Begin

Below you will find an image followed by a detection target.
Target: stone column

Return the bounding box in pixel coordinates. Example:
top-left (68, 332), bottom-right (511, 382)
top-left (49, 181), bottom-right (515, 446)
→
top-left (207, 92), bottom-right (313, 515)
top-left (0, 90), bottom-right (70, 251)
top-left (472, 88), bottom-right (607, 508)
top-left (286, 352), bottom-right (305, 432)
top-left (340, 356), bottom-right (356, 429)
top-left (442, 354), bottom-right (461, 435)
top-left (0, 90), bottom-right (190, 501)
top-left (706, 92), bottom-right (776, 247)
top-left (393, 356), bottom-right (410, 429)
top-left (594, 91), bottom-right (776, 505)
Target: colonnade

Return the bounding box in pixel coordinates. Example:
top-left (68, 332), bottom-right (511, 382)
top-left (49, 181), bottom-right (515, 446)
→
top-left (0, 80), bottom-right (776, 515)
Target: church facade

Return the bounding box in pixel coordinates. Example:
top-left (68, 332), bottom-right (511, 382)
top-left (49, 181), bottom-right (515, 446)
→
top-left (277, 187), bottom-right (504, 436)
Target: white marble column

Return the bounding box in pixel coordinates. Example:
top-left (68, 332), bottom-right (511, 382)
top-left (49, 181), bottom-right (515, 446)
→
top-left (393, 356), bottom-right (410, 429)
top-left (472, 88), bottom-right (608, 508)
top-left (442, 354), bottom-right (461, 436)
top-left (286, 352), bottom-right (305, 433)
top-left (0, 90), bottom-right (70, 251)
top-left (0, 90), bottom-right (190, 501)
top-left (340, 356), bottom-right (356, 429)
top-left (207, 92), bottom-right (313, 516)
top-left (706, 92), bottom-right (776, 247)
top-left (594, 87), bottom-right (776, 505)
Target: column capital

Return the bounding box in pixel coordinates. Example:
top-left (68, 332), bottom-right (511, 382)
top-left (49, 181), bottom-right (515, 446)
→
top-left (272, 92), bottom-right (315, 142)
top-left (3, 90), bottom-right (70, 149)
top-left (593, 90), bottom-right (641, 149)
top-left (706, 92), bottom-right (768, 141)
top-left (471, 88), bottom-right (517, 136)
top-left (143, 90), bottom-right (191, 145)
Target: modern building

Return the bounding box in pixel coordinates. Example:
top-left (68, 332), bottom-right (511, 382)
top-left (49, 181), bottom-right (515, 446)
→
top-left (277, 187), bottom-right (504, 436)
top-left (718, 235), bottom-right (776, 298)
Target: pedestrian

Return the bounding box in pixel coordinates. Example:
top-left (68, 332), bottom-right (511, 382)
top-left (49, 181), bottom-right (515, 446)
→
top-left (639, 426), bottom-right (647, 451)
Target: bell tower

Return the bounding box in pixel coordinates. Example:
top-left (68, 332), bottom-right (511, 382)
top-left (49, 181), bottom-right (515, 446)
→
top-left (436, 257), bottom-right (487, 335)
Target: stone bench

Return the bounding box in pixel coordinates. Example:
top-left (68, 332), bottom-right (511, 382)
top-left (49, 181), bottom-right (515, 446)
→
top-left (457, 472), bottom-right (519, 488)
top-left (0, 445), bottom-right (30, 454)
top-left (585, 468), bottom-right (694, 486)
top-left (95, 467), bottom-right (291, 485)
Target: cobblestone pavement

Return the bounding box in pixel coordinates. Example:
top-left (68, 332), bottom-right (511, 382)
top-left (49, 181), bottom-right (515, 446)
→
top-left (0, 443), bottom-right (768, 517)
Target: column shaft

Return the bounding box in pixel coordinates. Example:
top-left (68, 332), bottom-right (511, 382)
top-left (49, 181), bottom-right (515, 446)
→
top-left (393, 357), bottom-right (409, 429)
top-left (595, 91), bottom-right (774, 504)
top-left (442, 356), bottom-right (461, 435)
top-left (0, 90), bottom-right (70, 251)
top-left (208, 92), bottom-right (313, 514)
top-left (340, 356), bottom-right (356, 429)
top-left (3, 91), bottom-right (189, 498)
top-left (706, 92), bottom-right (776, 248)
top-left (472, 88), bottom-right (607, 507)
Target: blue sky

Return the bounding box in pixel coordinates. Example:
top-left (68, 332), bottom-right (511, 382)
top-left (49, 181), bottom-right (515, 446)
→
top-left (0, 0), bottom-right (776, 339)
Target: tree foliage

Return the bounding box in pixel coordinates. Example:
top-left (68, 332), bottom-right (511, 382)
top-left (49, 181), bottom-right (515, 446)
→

End

# [Task statement]
Starting with the line that contains "Target: column capital" and going on through the line that contains "top-left (143, 90), bottom-right (191, 145)", write out those lines again with "bounding box" changed to "enclosing rectangle" and everything else left unchanged.

# [The reply]
Target: column capital

Return the enclosing rectangle in pixel coordinates. Example:
top-left (68, 332), bottom-right (511, 382)
top-left (49, 181), bottom-right (515, 446)
→
top-left (272, 92), bottom-right (315, 142)
top-left (3, 90), bottom-right (70, 149)
top-left (593, 90), bottom-right (641, 149)
top-left (706, 92), bottom-right (768, 141)
top-left (471, 88), bottom-right (517, 136)
top-left (143, 90), bottom-right (191, 145)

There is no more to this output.